Exact copy, no pictures: set down every entry below as written.

(Listed records begins)

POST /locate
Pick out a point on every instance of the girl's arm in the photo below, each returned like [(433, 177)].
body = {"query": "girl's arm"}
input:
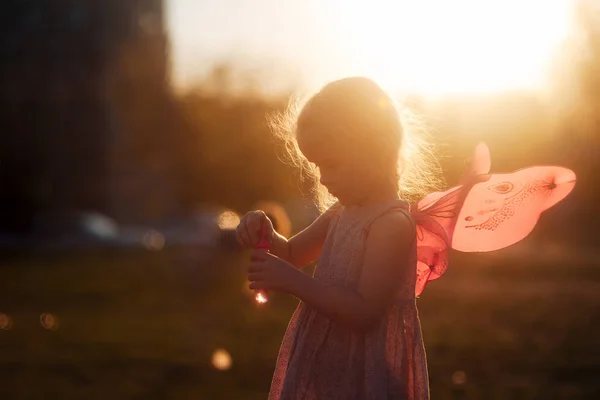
[(304, 247), (387, 253)]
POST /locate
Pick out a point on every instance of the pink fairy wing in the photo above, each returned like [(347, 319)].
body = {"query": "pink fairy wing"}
[(504, 210), (435, 217)]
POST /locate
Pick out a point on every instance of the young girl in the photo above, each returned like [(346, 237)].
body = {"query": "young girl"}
[(356, 332)]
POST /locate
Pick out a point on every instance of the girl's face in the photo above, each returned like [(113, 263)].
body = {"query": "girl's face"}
[(345, 175)]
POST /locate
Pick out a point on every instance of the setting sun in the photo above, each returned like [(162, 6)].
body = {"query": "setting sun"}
[(430, 47), (463, 46)]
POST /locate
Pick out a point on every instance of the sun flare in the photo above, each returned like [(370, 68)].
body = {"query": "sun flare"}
[(461, 46)]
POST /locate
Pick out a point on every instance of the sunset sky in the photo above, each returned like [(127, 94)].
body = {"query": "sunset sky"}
[(433, 47)]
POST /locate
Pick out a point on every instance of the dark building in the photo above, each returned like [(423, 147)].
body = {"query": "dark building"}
[(80, 129)]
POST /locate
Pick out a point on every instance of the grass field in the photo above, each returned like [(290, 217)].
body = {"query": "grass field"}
[(136, 325)]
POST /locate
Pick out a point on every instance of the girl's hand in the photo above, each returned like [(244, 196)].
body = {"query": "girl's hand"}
[(267, 271), (248, 231)]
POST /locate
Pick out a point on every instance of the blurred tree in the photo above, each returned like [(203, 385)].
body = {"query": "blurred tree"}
[(576, 90), (236, 153)]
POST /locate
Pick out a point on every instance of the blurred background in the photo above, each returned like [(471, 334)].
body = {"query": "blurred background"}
[(134, 135)]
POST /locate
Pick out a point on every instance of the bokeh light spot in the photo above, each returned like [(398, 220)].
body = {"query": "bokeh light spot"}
[(221, 360), (260, 297), (228, 220)]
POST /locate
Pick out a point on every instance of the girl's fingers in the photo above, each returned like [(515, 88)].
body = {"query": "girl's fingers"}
[(248, 231), (255, 267), (258, 255)]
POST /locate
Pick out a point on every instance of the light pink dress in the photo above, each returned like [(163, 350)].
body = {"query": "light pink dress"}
[(320, 359)]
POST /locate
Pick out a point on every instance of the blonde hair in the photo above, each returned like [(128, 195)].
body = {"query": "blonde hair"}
[(417, 171)]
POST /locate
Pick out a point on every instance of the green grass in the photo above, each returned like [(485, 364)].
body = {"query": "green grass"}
[(144, 326)]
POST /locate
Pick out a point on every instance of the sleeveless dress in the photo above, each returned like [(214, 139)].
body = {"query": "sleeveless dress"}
[(320, 359)]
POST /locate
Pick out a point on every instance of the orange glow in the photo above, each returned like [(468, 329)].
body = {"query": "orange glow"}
[(260, 297), (49, 321), (431, 47), (221, 360), (462, 46)]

(Listed records ends)

Completed exercise:
POST /locate
Pick out a point on every instance of the girl's arm in the photo below, each returned like [(433, 177)].
body = {"query": "girl's arm"}
input:
[(304, 247), (387, 253)]
POST /locate
Pick out a point on every instance of the pink fairy wing in the photo above, each returned like [(347, 319)].
body = {"query": "pink fairy wing"}
[(504, 210), (435, 217)]
POST /locate
Pick out a point on every instance of the young girl in the photo above, each returned like [(346, 237)].
body = {"query": "young girl"}
[(356, 332)]
POST /locate
Pick out a point on every instance of the girl's face in the photo above, each returned like [(113, 263)].
body = {"query": "girl's face"}
[(345, 175)]
POST /locate
Pick out a point on every instance of the setting sun in the photo above, each returned like [(162, 6)].
body = {"query": "setting sun"}
[(430, 47), (463, 46)]
POST /locate
Pick out a point on every instance of the sun flare in the photo above, each returned like [(370, 68)].
body = {"query": "sun flare"}
[(461, 46)]
POST /locate
Pick out a point on every instance of the sunset sky in the photo above, each returned like [(127, 94)].
body = {"query": "sunset sky"}
[(433, 47)]
POST /locate
Pick out a point on every instance of the dark building in the photo above, each returned like [(423, 147)].
body = {"query": "dark building"}
[(80, 129)]
POST /locate
Pick out a point on every instance of the grass field in the photo above, each returned like [(290, 217)].
body = {"query": "grass field"}
[(136, 325)]
POST /locate
Pick out a point on every instance of the girl's hand in the photo above, each returned like [(244, 196)].
body = {"query": "girl's hand"}
[(267, 271), (248, 231)]
POST /locate
Pick out a point on every instance of the blurred tree in the photo above, each returned like [(203, 385)].
body = {"query": "blurred tree"}
[(576, 90), (236, 153)]
POST /locate
Pick out a point on every instance of the blurred background in the photo above, each returned like [(471, 334)].
body = {"query": "blurred background"}
[(134, 135)]
POST /locate
Pick out a point on every instance of the bokeh light spot in the photo above, each returned like [(398, 220)].
body = {"query": "bokeh light spot"}
[(221, 360), (260, 297), (228, 220)]
POST /locate
Pick out a point on every instance of the girl's fingers in the photo above, each returned like [(515, 88)].
body = {"query": "girl's fingers"}
[(248, 231), (255, 267), (258, 255)]
POST /locate
Pick out a point on every instance of the light pink dress in the photo above, each returned like [(163, 350)].
body = {"query": "light pink dress"}
[(320, 359)]
POST /locate
Pick out a point on every instance of the blonde hair in the photo above, each returned like [(128, 195)].
body = {"query": "blonde hair"}
[(417, 171)]
POST /locate
Pick out a point on every instance of the green grass in the photo above, each returned like [(485, 364)].
body = {"query": "green grass"}
[(144, 326)]
POST /locate
Pick out a point on every instance of the sleeveless dress in the photo above, each returned like [(214, 139)].
body = {"query": "sleeveless dress"}
[(320, 359)]
POST /locate
Pick out a point on every instance of the orange glow in the photo above, each returned like [(468, 329)].
body = {"query": "orange glow"}
[(260, 297), (49, 321), (431, 47), (221, 360), (462, 46)]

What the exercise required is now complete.